-- begin Given data --
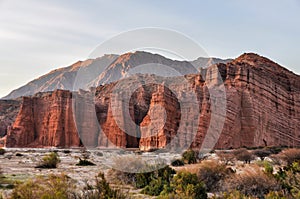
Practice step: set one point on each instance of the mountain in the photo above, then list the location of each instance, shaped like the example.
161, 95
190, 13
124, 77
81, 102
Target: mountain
260, 107
107, 69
-- end Given data --
What to produce:
Identify every line in the material that contains the word "mountain", and copy each of those lines.

Task answer:
Practice step: set one point on each instance of the mountain in the photo above, then list the location of each instance, shaped like the example.
Target: mountain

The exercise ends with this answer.